[begin PAGE EXCERPT]

The IBM ASTI optimizer provides the foundation for high-order transformations and automatic shared-memory parallelization in the latest IBM XL FORTRAN (XLF) compilers for RS/6000\* and PowerPC\* uniprocessors and symmetric multiprocessors (SMPs), and for automatic distributed-memory parallelization in the IBM XL High-Performance FORTRAN (XLHPF) compiler for the SP\* distributed-memory multiprocessor. In this paper, we describe how the transformer component of the ASTI optimizer automatically selects high-order transformations for a given input program and a target uniprocessor, so as to improve utilization of the memory hierarchy (including cache and registers) and instruction-level parallelism. The loop and data transformations currently employed by the ASTI transformer for optimizing uniprocessor performance are loop distribution, loop interchange, loop reversal, loop skewing, loop tiling/blocking (with compilerselected tile sizes), loop fusion, unrolling of multiple loops (with compiler-selected unroll factors), and scalar

replacement of array references. The design and initial implementation of the ASTI optimizer were completed during the 1991–1993 time period. To the best of our knowledge, the ASTI transformer is the first system to perform automatic selection of this wide range of transformations using a cost-based framework.

[end PAGE EXCERPT]
[begin RECORDS]

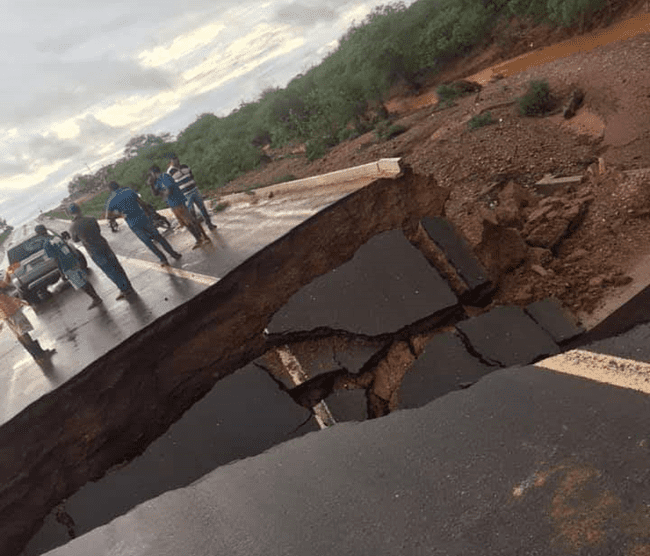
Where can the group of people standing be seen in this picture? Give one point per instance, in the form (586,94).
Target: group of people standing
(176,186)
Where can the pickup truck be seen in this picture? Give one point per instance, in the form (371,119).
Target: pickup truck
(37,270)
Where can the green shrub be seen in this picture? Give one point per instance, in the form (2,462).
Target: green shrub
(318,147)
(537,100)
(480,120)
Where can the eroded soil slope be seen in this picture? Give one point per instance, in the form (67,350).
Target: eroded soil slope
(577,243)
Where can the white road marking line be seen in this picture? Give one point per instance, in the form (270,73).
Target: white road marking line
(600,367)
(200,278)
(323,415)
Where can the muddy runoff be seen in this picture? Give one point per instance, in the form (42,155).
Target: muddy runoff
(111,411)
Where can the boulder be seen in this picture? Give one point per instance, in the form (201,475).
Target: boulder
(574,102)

[end RECORDS]

**BRIEF A:**
In the ASTI optimizer excerpt above, copy the part that opens with the words containing "replacement of array" and closes with "a cost-based framework.".
**BRIEF B:**
Pick up the ASTI optimizer excerpt after its final sentence and write what follows.

**OUTPUT A:**
replacement of array references. The design and initial implementation of the ASTI optimizer were completed during the 1991–1993 time period. To the best of our knowledge, the ASTI transformer is the first system to perform automatic selection of this wide range of transformations using a cost-based framework.

**OUTPUT B:**
The transformations implemented in the ASTI transformer have all been proposed in past work by other researchers with motivating examples showing cases in which the transformations can be used to improve performance (e.g., see [1]). Many of these transformations were first proposed in the context of vectorizing and parallelizing compilers. However, there has been little attention paid in the research literature to the problem of how a compiler should automatically select these highorder transformations for optimizing uniprocessor performance, especially for the wide set of transformations employed by the ASTI transformer. Our solution is centered on a quantitative approach in which optimization problems are formulated using quantitative cost models, which are built on target hardware parameters and on compiler estimates of memory costs, execution time costs, and execution frequencies. In general, there is a many-tomany mapping between high-order transformations and the hardware resources that they optimize. Multiple transformations may be used to optimize a single resource (e.g., the use of loop interchange, tiling, and fusion to improve cache locality), and multiple resources may be optimized by a single transformation (e.g., the use of loop unrolling to improve both register locality and instructionlevel parallelism).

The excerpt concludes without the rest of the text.